### Petunjuk Tugas
Tentukan apakah tiap pernyataan ini sesuai dengan teks tentang SDN 153 Inpres Bontonompo: (a) sekolah itu ditutup karena tidak ada murid; (b) sekolah itu disegel oleh ahli waris sejak 2019; (c) Kabid Aset menyatakan bahwa tanah sekolah itu milik Pemda Takalar. Jawab dengan ya atau tidak untuk masing-masing, lalu kutip kata-kata teks yang menentukan jawaban itu.

### Teks Bacaan
------------------------------

Intiliputan.id — Sudah enam tahun lamanya, SDN 153 Inpres Bontonompo tutup, bukan karena tak ada murid, tetapi karena nasib bangunannya lebih rumit daripada soal ujian nasional.
Sekolah yang terletak di Kecamatan Polongbangkeng Selatan (Polsel) itu seperti menghilang dari daftar ingatan Pemerintah Daerah Takalar.
Mungkin terselip di antara tumpukan arsip pembangunan jalan atau tergeser oleh prioritas selfie di proyek peresmian.
Entah kenapa, ingatan tentang sebuah sekolah dasar yang disegel ahli waris sejak 2019 lalu itu tak kunjung muncul kembali.
Seolah ingin menjelaskan bahwa pendidikan bukan soal kurikulum, tetapi soal siapa yang lebih kuat, pemerintah atau ahli waris.
Anak-anak sekolah yang seharusnya berhak atas ruang belajar yang layak, kini justru berstatus “Penumpang Tetap”.
Mereka terpaksa harus belajar dibawah bayang-bayang ketidak pastian, lantaran menumpang di gedung milik yayasan swasta.
Hebatnya, meski jiwa dan keselamatan mereka terancam lantaran kondisi bangunan yang termakan usia, para siswa dan guru tetap semangat.
Seolah mereka ingin membuktikan bahwa semangat pendidikan tak butuh gedung mewah, cukup dinding pinjaman dan atap niat baik.
Sementara itu, para pemangku kebijakan sibuk bersidang di ruang ber-AC tentang “revolusi pendidikan”. Tak ayal aksi saling lempar tanggung jawab pun kerap dilontarkan.
Saat ditanya sekaitan hal itu, pihak Dinas Pendidikan dan Kebudayaan Takalar berkilah bahwa mereka hanyalah pengguna bangunan.
“Soal sekolah yang disegel, kami hanya pengguna bangunan. Untuk lebih jelasnya silahkan konfirmasi bagian aset,” jawabnya.
Sementara itu, Kabid Aset Amirullah menjelaskan bahwa benar tanah itu adalah milik Pemda Takalar dibuktikan dengan surat kepemilikan “Sertipikat”.

------------------------------

### Materi yang Disediakan
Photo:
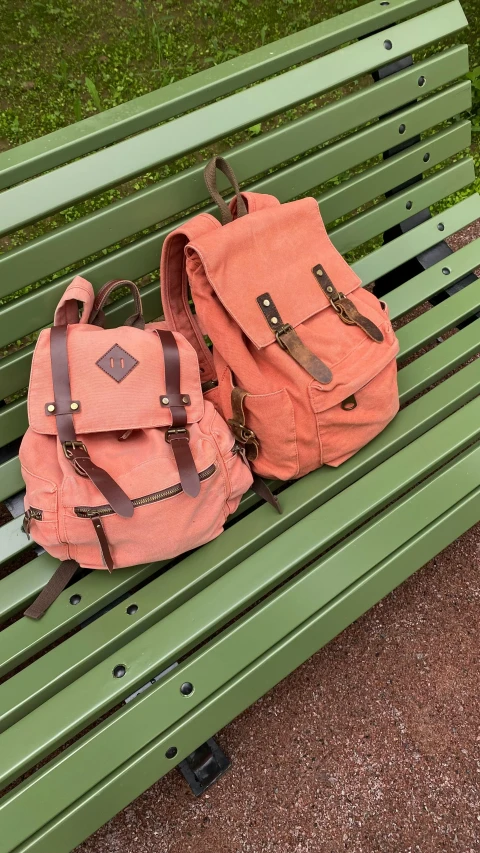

------------------------------

### Jawaban Lengkap
(a) Tidak: "bukan karena tak ada murid"
(b) Ya: "disegel ahli waris sejak 2019 lalu"
(c) Ya: "benar tanah itu adalah milik Pemda Takalar"